As we worship on a Sunday afternoon rather than at our usual morning times, our entrance hymn invites the whole community to gather and outlines the liturgy and mission of the Church.
Entitled ‘Heavenly Dance’, this hymn is found in the Hymnal supplement Voices Found, a collection of words and/or music by, about, and in a few cases specifically for women. The hymn enumerates some of the components of the Eucharistic liturgy and of the Church’s mission: gathering, singing, praising; hearing and heeding the word of God; offering gifts, sharing the sacramental feast; reconciling and healing. Throughout resounds the call to rejoice, to pray with one’s whole self, to welcome all those made in God’s image. The fourth stanza, as the author wrote it, begins ‘Women and men...’, which was progressive, inclusive language at the time. We now know that for some – some of those who most need, in our society, to hear that they are loved and welcomed and indeed bear the divine likeness – it may not be heard as such. Having had the privilege to know the author, Pat Clark, for some years until her death, I hope that she would sanction my emendation of this phrase to ‘Siblings in God’, with a concomitant change in the third line to maintain the half-rhyme. At the least, I know we would have had a vigorous and mutually enriching discussion about it! The text is set to David Johnson’s infectious tune written for ‘Earth and all stars’.

- Material shown -
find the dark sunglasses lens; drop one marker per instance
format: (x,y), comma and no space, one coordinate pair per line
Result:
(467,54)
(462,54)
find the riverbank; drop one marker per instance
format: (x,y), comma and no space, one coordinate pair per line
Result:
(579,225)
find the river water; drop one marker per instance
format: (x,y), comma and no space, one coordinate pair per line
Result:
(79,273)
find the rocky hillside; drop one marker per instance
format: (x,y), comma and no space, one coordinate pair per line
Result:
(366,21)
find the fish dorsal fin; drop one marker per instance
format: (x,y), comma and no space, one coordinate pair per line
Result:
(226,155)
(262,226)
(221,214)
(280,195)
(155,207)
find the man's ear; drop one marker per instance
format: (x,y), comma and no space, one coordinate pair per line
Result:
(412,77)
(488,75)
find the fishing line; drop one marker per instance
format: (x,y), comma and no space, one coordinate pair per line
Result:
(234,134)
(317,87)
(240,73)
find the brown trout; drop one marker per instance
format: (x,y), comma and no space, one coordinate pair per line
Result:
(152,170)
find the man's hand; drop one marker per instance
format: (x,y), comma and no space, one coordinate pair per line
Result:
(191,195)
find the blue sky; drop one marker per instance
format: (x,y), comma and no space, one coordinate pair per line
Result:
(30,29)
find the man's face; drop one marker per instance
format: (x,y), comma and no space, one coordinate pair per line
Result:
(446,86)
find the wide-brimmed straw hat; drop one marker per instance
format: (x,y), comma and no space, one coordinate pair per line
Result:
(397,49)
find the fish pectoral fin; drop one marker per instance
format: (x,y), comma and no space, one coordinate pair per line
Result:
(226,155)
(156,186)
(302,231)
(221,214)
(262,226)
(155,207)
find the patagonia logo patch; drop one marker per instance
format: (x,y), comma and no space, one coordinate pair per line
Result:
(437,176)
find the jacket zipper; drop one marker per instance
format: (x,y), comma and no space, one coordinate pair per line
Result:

- Using the information -
1. List every component of the Eucharistic liturgy and of the Church's mission that the hymn passage says "Heavenly Dance" enumerates.
2. Carry on the hymn passage from its last sentence.
You can set the rows aside.

- Answers -
1.
- Gathering
- Singing
- Praising
- Hearing and heeding the word of God
- Offering gifts
- Sharing the sacramental feast
- Reconciling
- Healing

2.
The Gospel appointed is St Luke’s version of the Beatitudes, less familiar than the Matthean version. Luke’s version is more direct, less ‘spiritualized’, than Matthew’s: blessings are promised not for the poor ‘in spirit’, but for the poor, full stop; not for those hungering ‘for righteousness’, but for those who are just hungry. Even more starkly, the blessings are followed by announcements of woe to the rich, to the sated, to the merry, to those held in high regard by the world. This message has been relevant in every age; it is relevant now: to truly follow Christ, to see and interpret and speak to the world through his eyes and his words, will invite hate, exclusion, defamation – and, we are told here and elsewhere, such treatment will be a sign that one is on the right path, and thus a cause for the greatest joy. Our Old Testament Lesson (Jeremiah 17) and Psalm (1) contrast these ways of the righteous and the wicked by means of images of flourishing and withering, vivid in the ancient world and most urgently timely in ours. The Choral Scholars sing St Matthew’s version of the Beatitudes to a simple chant formula, interspersed with a Latin antiphon summarizing the text, while the Children’s Choir sings the 13th-century Richard of Chichester’s familiar prayer ‘Day by day’, a simple entreaty for divine aid in following the true Way. The modern musical setting is by Mark Schweizer.